(Referring expression data)
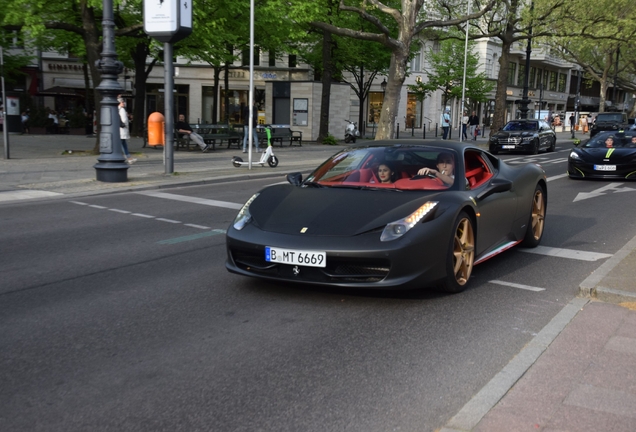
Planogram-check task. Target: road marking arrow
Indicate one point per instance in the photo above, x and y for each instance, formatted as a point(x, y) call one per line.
point(612, 187)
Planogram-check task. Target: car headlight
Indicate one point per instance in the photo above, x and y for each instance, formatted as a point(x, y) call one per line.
point(400, 227)
point(244, 217)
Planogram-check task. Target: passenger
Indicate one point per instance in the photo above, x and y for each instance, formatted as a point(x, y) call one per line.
point(445, 169)
point(386, 173)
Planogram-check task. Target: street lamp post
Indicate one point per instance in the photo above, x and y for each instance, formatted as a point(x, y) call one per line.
point(112, 166)
point(523, 103)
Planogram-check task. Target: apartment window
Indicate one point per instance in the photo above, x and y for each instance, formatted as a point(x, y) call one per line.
point(533, 75)
point(522, 75)
point(512, 71)
point(562, 80)
point(246, 56)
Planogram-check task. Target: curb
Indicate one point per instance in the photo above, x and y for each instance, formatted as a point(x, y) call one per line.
point(480, 404)
point(591, 287)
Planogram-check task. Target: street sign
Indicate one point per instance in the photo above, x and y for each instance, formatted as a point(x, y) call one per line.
point(168, 21)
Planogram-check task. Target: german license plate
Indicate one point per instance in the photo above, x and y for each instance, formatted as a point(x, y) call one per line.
point(296, 257)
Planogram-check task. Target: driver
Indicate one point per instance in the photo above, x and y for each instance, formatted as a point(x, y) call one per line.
point(445, 169)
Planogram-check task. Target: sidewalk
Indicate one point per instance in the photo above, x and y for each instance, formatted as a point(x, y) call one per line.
point(577, 374)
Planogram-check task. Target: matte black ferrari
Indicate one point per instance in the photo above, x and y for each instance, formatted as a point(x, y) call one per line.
point(392, 214)
point(609, 155)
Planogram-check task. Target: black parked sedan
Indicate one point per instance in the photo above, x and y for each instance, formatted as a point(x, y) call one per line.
point(610, 155)
point(528, 136)
point(393, 214)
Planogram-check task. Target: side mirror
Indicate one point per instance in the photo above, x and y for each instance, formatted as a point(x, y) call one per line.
point(295, 178)
point(496, 186)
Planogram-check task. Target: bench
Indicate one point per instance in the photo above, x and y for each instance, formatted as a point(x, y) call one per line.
point(282, 133)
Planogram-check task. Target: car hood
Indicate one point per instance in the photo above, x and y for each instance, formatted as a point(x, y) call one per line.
point(287, 209)
point(618, 155)
point(514, 134)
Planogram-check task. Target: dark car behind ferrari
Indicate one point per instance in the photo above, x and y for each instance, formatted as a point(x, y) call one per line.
point(528, 136)
point(599, 157)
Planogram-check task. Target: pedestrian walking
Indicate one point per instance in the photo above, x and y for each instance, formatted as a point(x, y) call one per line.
point(124, 131)
point(465, 125)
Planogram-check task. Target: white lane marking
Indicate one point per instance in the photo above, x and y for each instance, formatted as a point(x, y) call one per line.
point(557, 177)
point(566, 253)
point(27, 194)
point(193, 200)
point(514, 285)
point(140, 215)
point(198, 226)
point(601, 191)
point(168, 220)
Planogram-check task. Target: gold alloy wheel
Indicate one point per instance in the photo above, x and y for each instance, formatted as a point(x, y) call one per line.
point(463, 251)
point(538, 214)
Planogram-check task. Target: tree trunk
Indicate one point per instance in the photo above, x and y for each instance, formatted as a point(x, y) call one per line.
point(499, 116)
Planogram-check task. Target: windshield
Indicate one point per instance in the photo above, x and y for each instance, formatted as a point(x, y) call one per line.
point(612, 139)
point(521, 126)
point(396, 167)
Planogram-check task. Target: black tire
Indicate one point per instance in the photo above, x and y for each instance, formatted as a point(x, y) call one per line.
point(536, 221)
point(461, 255)
point(535, 147)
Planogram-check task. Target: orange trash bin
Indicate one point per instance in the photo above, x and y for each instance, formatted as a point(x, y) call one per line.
point(156, 127)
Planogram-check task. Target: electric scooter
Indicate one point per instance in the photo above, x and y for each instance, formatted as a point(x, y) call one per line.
point(351, 131)
point(268, 156)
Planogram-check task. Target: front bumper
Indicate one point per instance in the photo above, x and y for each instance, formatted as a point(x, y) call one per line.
point(414, 261)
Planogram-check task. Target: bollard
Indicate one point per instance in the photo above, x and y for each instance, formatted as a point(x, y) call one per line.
point(156, 134)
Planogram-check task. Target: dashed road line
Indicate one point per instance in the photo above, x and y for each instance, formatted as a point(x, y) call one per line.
point(520, 286)
point(194, 200)
point(567, 253)
point(192, 237)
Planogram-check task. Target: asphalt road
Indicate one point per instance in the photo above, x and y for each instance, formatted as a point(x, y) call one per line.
point(117, 313)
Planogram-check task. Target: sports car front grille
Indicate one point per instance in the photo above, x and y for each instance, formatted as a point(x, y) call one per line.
point(338, 270)
point(510, 140)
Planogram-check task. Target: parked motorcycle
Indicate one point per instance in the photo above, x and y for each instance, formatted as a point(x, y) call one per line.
point(351, 132)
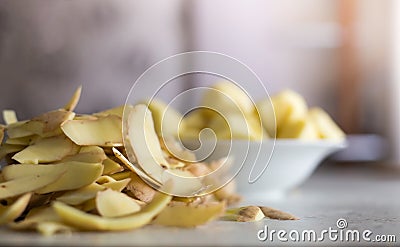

• _TASK STATEMENT_
Every record gets retyped exactly; no picture goes into the copy.

• _SOLVED EXERCISE_
Planogram-check task. Target: road marking arrow
Indicate one point per instance in the photo above, x and y for each instance, formatted as a point(x, y) call one per line.
point(612, 187)
Planogram-check task. Target: car headlight
Indicate one point per instance in the photo above, x and y for each instance, formatted as a point(x, y) call one per line.
point(400, 227)
point(244, 217)
Planogram-check task. Target: passenger
Indicate one point per instance in the photo above, x and y for each instance, formatted as a point(x, y) call one per line.
point(445, 169)
point(386, 173)
Planogram-check task. Target: street lamp post
Indicate one point per instance in the photo above, x and y for each instance, formatted as a point(x, y) call one per line.
point(112, 166)
point(523, 103)
Planogram-check task. Target: apartment window
Indicate one point per instance in the photo above, x and y for each instance, formatted as a point(x, y) call one per line.
point(533, 75)
point(522, 75)
point(512, 71)
point(562, 80)
point(246, 56)
Planogram-check task. Target: curb
Indicate one point per instance in the photo above, x and y for each instance, formatted as a point(x, y) call one per line.
point(480, 404)
point(591, 287)
Planogram-check task. Target: street sign
Indicate one point per instance in the photo above, x and y for each instance, formatted as a point(x, y) call one per line.
point(168, 21)
Planogram-check task. Target: german license plate
Indicate one point per instance in the photo above, x and y for each instance, formatted as a point(x, y) call one per line.
point(296, 257)
Planogram-check task. Target: driver
Indicate one point per instance in the photo above, x and y for each instance, formatted as a point(x, y) call one per line.
point(445, 169)
Planogram-check task. Target: sidewalk
Indicate one point per instance in the photo above, x and y for each instance, formatted as a point(x, y) call one per line.
point(577, 374)
Planogram-check task. Target: matte black ferrari
Indicate one point per instance in the photo above, x and y for each instance, formatted as a point(x, y) call one per line.
point(392, 214)
point(609, 155)
Planogram-check task. Target: black parked sedan
Indicate one point per instance in the photo above, x and y for each instance, formatted as a point(x, y) call one per line.
point(610, 155)
point(528, 136)
point(393, 214)
Planogram-check task. Target: side mirror
Indicate one point per instance in the photo above, x and y for each instance, formatted as a point(x, y) call one per line.
point(295, 178)
point(496, 186)
Planogram-check task. Target: bench
Indicate one point per instance in the photo above, x and y for each instance, formatted as a point(x, y) call one per line.
point(282, 133)
Planogram-check task. Target: car hood
Indicate one point per instance in the photo above, x and y for each instance, formatted as a point(x, y) call one per line.
point(287, 209)
point(618, 155)
point(514, 134)
Planogram-check task. Target: dark car behind ferrari
Indicate one point per instance in the photo above, x and y for each instance, formatted as a point(x, y) call one per line.
point(528, 136)
point(599, 157)
Planogram-check task. Target: pedestrian walking
Indicate one point per instance in the photo above, x and y for each instance, formatted as a point(x, y) call one per line.
point(124, 131)
point(465, 125)
Planogram-check task. Target: white lane marking
Indicate one point per instance in the photo above, x and y for each instance, formatted as a point(x, y) call one per line.
point(557, 177)
point(566, 253)
point(27, 194)
point(193, 200)
point(514, 285)
point(140, 215)
point(198, 226)
point(601, 191)
point(168, 220)
Planogram-check task. Target: gold alloy wheel
Indicate one point per instance in the photo above, x and y for each instance, formatted as a point(x, y) call one per line.
point(463, 251)
point(538, 214)
Planogram-check task. Target: tree trunk
Indicate one point per instance in the photo above, x and y for each instance, formatted as a point(x, y) call one per line.
point(499, 116)
Planogram-check task. Target: windshield
Indicate one point per instance in the photo above, x and y for each instance, formatted as a point(x, y) call one per line.
point(612, 139)
point(521, 126)
point(396, 167)
Planogram-check task. Target: black tire
Indicate one point per instance in the photo above, x and y for each instance, formatted as a point(x, y) call one per line.
point(536, 221)
point(461, 255)
point(535, 147)
Planogram-check task. Target: orange trash bin
Indicate one point per instance in the photo above, x and y for each instance, formatted as a point(x, y) call one per line.
point(156, 127)
Planogram-check task. Target: electric scooter
Indicate one point per instance in the photo above, x and y for each instance, formatted as a point(x, y) call one per line.
point(351, 131)
point(268, 156)
Planogram-check task. Target: front bumper
Indicate one point per instance in the photo above, x and y for each instance, formatted as a point(x, y) call one per line.
point(414, 261)
Planogram-check task. Target: bollard
Indicate one point per instance in the photo above, x and y for each instance, formatted as a point(x, y) call one per line.
point(156, 134)
Planogram-check task. Target: dashed road line
Indicate one point per instance in the photo above, x and y for each instance, formatted as a point(x, y) call one per line.
point(520, 286)
point(194, 200)
point(567, 253)
point(192, 237)
Planogram-check task. Target: asphalt road
Indicate one point per instance in the photo above, x and y for each instance, formatted as a point(x, y) call one per line.
point(117, 313)
Planogram-check task. Target: sports car front grille
Indicate one point per instance in the photo above, x and y for each instance, formatted as a point(x, y) call one per line.
point(338, 270)
point(510, 140)
Planogram-check task. Target: parked motorcycle
Indicate one point per instance in the photo above, x and y for each instance, formatted as a point(x, y) call one per line.
point(351, 132)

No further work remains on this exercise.